#### Text
____

The most common form of primary glomerular scaring is focal segmental glomerular sclerosis (FSGS). Segments of the glomeruli scattered throughout the kidney are typically affected and this is caused by either a systemic condition or an idiopathic or unknown factor.
Nephrotic syndrome or proteinuria without any other symptoms are the clinical features of FSGS, which is a progressive disease. It accounts for up to 2.3% of all end-stage renal disease (ESRD) cases.
Many patients with FSGS may not have any symptoms, but swelling of the ankle and leg (i.e., edema) is a common complaint in addition to hypertension, which proves difficult to manage. There is a high prevalence among those of African American descent, who are 2 to 3 times more likely than Caucasians presenting with nephrotic syndrome to have FSGS. Moreover, there is a higher incidence between the ages of 18 to 45 years old and males in comparison to females tend to be affected more.
Medical history and clinical examinations are the first steps taken in patients suspected of having FSGS. In order to distinguish between primary and secondary FSGS, disease presentation and associated medical conditions are very helpful. Suggestive of secondary FSGS are conditions, such as infections, hypertension and obesity, as well as proteinuria that is within nephrotic range, but not accompanied by full blown nephrotic syndrome.

____

#### Exercise data
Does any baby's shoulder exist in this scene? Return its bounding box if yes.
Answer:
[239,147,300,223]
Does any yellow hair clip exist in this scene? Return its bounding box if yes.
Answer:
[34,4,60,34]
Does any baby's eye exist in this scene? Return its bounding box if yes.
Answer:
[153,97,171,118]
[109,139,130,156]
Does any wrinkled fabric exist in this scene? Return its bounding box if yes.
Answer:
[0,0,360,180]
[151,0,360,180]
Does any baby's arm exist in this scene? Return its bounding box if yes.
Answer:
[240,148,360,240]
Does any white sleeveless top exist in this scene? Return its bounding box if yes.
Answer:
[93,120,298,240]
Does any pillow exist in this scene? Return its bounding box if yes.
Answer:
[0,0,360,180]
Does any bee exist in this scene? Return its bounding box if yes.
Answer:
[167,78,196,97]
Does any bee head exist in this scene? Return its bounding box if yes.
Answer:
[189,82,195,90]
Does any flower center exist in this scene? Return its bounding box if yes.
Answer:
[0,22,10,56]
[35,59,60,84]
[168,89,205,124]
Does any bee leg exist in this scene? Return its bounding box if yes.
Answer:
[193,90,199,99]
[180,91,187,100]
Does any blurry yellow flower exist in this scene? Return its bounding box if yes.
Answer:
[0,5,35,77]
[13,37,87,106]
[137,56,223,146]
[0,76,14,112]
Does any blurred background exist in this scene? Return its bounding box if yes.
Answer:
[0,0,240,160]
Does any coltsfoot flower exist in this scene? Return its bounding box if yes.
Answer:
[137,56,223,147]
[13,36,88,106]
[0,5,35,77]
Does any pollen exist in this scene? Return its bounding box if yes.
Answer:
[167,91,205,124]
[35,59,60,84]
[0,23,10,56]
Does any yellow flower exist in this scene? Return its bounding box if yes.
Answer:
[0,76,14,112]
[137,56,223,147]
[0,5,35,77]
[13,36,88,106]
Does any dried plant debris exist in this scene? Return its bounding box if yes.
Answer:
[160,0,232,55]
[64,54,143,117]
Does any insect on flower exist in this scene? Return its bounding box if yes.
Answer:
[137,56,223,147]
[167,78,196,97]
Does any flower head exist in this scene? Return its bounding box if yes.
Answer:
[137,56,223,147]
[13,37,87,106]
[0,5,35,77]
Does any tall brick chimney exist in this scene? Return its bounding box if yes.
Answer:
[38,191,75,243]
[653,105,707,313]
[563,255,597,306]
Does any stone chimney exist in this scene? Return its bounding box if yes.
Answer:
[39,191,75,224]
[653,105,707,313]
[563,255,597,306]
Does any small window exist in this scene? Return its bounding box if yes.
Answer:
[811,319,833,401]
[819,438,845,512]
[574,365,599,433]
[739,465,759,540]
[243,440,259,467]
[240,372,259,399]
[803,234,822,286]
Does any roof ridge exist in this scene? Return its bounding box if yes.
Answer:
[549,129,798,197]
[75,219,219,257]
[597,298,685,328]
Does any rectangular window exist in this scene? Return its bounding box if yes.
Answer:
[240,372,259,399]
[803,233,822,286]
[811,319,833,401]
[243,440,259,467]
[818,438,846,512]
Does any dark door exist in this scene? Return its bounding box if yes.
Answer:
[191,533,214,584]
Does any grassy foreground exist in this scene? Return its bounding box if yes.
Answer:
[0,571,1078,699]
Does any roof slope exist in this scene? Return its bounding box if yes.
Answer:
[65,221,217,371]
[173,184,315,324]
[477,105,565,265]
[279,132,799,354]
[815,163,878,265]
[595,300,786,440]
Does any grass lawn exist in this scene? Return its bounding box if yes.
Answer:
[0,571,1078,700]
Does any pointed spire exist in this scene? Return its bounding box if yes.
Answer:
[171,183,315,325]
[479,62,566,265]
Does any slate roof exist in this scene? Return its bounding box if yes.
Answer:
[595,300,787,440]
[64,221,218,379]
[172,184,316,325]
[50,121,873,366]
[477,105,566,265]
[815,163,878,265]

____

#### What to work on
A - In the text on focal segmental glomerular sclerosis, what share of end-stage renal disease cases does FSGS account for?
B - List every condition that the text on focal segmental glomerular sclerosis names as suggestive of secondary FSGS.
C - Write the next part of the text on focal segmental glomerular sclerosis, picking up after its final sentence.

#### Replies
A - Up to 2.3%

B -
- Infections
- Hypertension
- Obesity
- Proteinuria within the nephrotic range that is not accompanied by full-blown nephrotic syndrome

C -
Moreover, patients with secondary FSGS will tend to have gradually increasing amounts of protein in the urine. Hence, it is important to find out if the onset of the disease was sudden or subtle with gradual changes.
Drugs and medications that a patient is taking are important to identify, as several agents such as lithium and anabolic steroids may cause drug-induced FSGS. Laboratory tests for FSGS include biochemical panels in addition to serology and kidney function tests. A biopsy is definitive in order to establish the diagnosis as well as to identify the histological variant of FSGS.
Genetic testing for gene mutations associated with FSGS, especially those encoding proteins that maintain the viability of podocytes, although expensive, may also be done. Likewise, biomarkers like suPAR may also be employed to diagnose FSGS and predict its recurrence in those patients with primary FSGS who received kidney transplants.
Therapy for FSGS is aimed towards inducing total remission of urinary excretion of proteins, which leads to greater chances of preserving the long-term function of the kidney. It is crucial to make a distinction between primary and secondary FSGS, because different therapeutic approaches appear to be more effective in one as opposed to the other and vice versa.
Primary FSGS is presumed to be due to dysregulation of an autoimmune response and as such, immunosuppressive agents are advocated for treating this group of patients. These agents include calcineurin inhibitors, rituximab, and high-dose prednisone.
Attempts are made to eliminate the causative factor in secondary FSGS. In addition to treating the underlying condition, intraglomerular and systemic pressures are closely managed with agents, such as inhibitors of the renin-angiotensin system.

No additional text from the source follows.